• _TASKS AND EXERCISES_
A. Write out the passage of the article on malnutrition in Tanzania from "Teachers often complain" up to and including "to class hungry.", word for word.
B. Resume the article on malnutrition in Tanzania, continuing it from its last sentence.

• _EXCERPTED PASSAGE_
===============
Malnutrition stunts education performance in Tanzania

Malnutrition stunts education performance in Tanzania

Teachers tell Anadolu Agency bright pupils going hungry are struggling to keep up

By Kizito Makoye

DODOMA, Tanzania (AA) -  On any given morning, you are bound to see 12-year-old Edson Mgaya walking through dew-laden grass to reach his school some four kilometers (2.5 miles) from his home in Tanzania.

“I want to be a teacher when I grow up,” he says. “My mother said school is my best bet, if I want to succeed in life.”

The Tubugwe Primary School pupil, in the drought-hit Kongwa district in Tanzania’s capital city Dodoma, is one among many children currently benefitting from the government’s free education policy.

This policy, adopted in 2016, is expected to increase enrolment, especially in communities that have struggled to pay for their children’s education. With the rise in student numbers, however, one issue that analysts are grappling with is the influence of good diet on education achievement.

Teachers often complain about a noticeable lack of focus from some of their students that, they say, is because children sometimes come to class hungry.
===============
Saved data entries
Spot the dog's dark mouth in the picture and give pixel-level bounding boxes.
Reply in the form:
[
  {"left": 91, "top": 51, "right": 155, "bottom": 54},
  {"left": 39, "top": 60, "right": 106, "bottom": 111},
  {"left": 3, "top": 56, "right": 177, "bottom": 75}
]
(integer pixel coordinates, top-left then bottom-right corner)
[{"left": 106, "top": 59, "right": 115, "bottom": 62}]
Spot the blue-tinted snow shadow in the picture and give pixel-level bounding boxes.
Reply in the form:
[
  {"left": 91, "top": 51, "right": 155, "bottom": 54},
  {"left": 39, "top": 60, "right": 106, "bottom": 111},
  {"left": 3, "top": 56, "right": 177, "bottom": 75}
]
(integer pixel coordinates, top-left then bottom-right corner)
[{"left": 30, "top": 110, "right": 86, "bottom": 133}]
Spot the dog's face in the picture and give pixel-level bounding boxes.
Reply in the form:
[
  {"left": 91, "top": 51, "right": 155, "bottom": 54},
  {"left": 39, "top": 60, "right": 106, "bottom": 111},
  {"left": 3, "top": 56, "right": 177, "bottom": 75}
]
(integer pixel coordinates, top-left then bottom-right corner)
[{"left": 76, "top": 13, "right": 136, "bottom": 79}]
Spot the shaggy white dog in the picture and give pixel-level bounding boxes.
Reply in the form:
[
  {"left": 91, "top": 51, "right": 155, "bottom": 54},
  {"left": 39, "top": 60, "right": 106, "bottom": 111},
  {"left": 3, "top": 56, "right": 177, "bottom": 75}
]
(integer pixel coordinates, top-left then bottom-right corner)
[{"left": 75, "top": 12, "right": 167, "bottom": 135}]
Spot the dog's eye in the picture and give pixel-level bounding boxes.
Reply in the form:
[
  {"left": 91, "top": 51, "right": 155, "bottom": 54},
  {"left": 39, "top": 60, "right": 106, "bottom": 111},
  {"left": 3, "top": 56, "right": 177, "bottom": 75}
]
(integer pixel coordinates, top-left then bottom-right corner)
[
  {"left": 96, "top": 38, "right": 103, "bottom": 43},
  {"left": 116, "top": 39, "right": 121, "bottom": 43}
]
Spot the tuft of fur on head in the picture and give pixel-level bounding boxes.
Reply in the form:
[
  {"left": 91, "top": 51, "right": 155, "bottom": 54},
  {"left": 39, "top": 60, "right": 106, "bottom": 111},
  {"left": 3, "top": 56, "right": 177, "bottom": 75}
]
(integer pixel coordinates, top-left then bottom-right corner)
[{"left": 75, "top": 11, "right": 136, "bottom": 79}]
===============
• _TASK RESPONSES_
A.
Teachers often complain about a noticeable lack of focus from some of their students that, they say, is because children sometimes come to class hungry.

B.
“We don’t have any meal services at our school, that’s why very few pupils stay in their classrooms throughout the day," said John Lemweli, a teacher at Tubugwe. "Even if they stay, they don’t pay attention to their teachers.”

Mgaya's daily routine in the impoverished district shows some of the challenges that he and his peers are struggling to overcome.

“We don’t take breakfast or lunch at school, but my mother sometimes gives me boiled cassava [a starchy root crop] to eat when I feel hungry,” he told Anadolu Agency.

Although advocates of child health have yet to conclusively prove the link between better nutrition and pupil’s academic performance, recent studies show that a poor diet can indeed affect a child's thinking skills, health and even behavior.

A better meal, particularly breakfast, can affect the mental capacity of school-aged children, enhancing their psycho-social well-being, reduce aggression and enhance pupil’s personal discipline, researchers say.


-Malnourishment

In Tanzania, nutrition experts suggest children in regions with higher proportions of severe malnutrition or stunting are likely to have dismal performance at school.

However, available data suggest the connection between nutrition and success in education may not be as straightforward.

In Kongwa, where Mgaya’s school is located, stunting is a significant problem. Despite some improvement in child nutrition status, the district has one of the largest rates of malnourishment in the country, with nearly one out of every two children suffering from stunting, according to data from the Tanzanian Bureau of Statistics.

But Kongwa has recorded some improvements in primary school leaving examinations, with the pass rate rising from 44 percent in 2015 to 54 percent in 2016.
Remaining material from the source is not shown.